PAGINATEKST:

Winkelpassages


Winkelpassages



Historische
Winkelpassages op ansichtkaarten

Samenstelling:
Bernardus H.J.N. Kooij

Een modern, overdekt winkelcentrum heeft iedereen wel eens bezocht. Je hebt er
geen last van verkeer, geen last van regen en wind. Kortom je kunt er
rustig en ontspannen winkelen. Zelfs hier en daar kun je gezellig
even koffie drinken of wat eten. De oude, overdekte winkelpassages
zijn voorlopers van onze moderne overdekte winkelcentra. Het grote
verschil tussen moderne winkelcentra en winkelpassages is het
kunstlicht in de winkelcentra die directe daglichttoetreding, zoals
bij passages gangbaar is, niet meer vereist. We kennen slechts vier
oude winkelpassages in ons land waarvan er nu nog maar één over is.
Een van de verdwenen passages lag in Kennemerland.

In zijn verschijningsvorm is de passage een voortzetting van de Arabische
Kashba’s, Souks of Shuks zoals in Damascus, Aleppo (inmiddels
verwoest) en andere Arabische steden, die veelal teruggaan tot in de
middeleeuwen. In de negentiende eeuw was de passage een geliefd
motief bij de aanleg of sanering van stadscentra. De passage was
oorspronkelijk een voetgangersstraat met aan beide zijden winkels met
daarboven woningen en overdekt door een dakconstructie van glas en
ijzer waardoor de daglichttoetreding verzekerd was. Het ontstaan van
passages in de westerse wereld kwam voort uit de behoefte van het
kooplustige publiek om ontspannen te winkelen zonder last te hebben
van het onveilige en drukke verkeer van koetsen, wagens en
handkarren. Ook de vele luxe winkels hadden er alle belang bij dat
kopers terug kwamen en op hun gemak alle waar konden bekijken. Zij
richtten daartoe ook aantrekkelijke etalages in.

RUWE GEGEVENS:
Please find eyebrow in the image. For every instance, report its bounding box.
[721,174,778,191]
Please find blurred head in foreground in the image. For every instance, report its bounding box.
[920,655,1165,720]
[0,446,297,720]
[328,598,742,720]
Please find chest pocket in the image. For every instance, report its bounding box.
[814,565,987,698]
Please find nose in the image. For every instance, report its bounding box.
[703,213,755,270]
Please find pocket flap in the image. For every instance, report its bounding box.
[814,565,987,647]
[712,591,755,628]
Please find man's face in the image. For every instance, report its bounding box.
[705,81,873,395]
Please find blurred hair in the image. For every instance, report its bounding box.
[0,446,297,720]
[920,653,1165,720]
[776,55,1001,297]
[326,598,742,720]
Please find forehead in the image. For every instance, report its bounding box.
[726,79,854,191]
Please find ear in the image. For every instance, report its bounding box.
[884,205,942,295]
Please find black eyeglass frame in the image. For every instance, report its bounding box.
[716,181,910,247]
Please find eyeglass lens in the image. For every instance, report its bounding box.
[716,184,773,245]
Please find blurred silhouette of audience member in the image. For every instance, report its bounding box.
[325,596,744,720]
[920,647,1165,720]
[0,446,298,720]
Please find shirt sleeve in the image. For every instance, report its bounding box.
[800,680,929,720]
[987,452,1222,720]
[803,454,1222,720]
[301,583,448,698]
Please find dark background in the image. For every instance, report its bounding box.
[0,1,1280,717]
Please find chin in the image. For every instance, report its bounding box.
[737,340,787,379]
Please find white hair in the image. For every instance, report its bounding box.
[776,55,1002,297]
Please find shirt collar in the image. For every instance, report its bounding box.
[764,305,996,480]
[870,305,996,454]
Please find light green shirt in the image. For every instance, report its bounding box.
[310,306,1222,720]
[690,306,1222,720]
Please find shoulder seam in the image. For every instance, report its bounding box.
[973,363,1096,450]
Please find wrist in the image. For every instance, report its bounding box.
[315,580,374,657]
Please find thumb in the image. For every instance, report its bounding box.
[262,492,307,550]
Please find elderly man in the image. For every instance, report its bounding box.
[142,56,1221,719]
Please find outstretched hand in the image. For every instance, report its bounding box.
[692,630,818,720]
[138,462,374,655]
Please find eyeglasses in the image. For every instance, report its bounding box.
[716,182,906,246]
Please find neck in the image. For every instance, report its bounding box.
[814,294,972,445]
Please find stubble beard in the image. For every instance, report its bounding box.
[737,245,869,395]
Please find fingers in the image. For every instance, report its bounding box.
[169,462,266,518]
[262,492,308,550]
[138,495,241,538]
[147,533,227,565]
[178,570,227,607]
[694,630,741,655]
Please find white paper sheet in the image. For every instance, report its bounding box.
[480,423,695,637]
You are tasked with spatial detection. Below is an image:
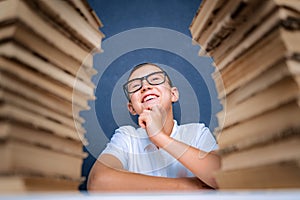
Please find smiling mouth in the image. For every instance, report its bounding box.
[142,94,158,103]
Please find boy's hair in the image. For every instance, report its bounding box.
[127,62,173,87]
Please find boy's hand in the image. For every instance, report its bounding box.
[138,105,166,140]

OPDRACHT: Werk het deel van de tekst over winkelpassages bij dat begint bij "Een modern, overdekt" en eindigt bij "één over is.", waarbij je "koffie" vervangt door "thee". Het materiaal heeft niets te maken met de tekst over winkelpassages.

ANTWOORD:
Een modern, overdekt winkelcentrum heeft iedereen wel eens bezocht. Je hebt er
geen last van verkeer, geen last van regen en wind. Kortom je kunt er
rustig en ontspannen winkelen. Zelfs hier en daar kun je gezellig
even thee drinken of wat eten. De oude, overdekte winkelpassages
zijn voorlopers van onze moderne overdekte winkelcentra. Het grote
verschil tussen moderne winkelcentra en winkelpassages is het
kunstlicht in de winkelcentra die directe daglichttoetreding, zoals
bij passages gangbaar is, niet meer vereist. We kennen slechts vier
oude winkelpassages in ons land waarvan er nu nog maar één over is.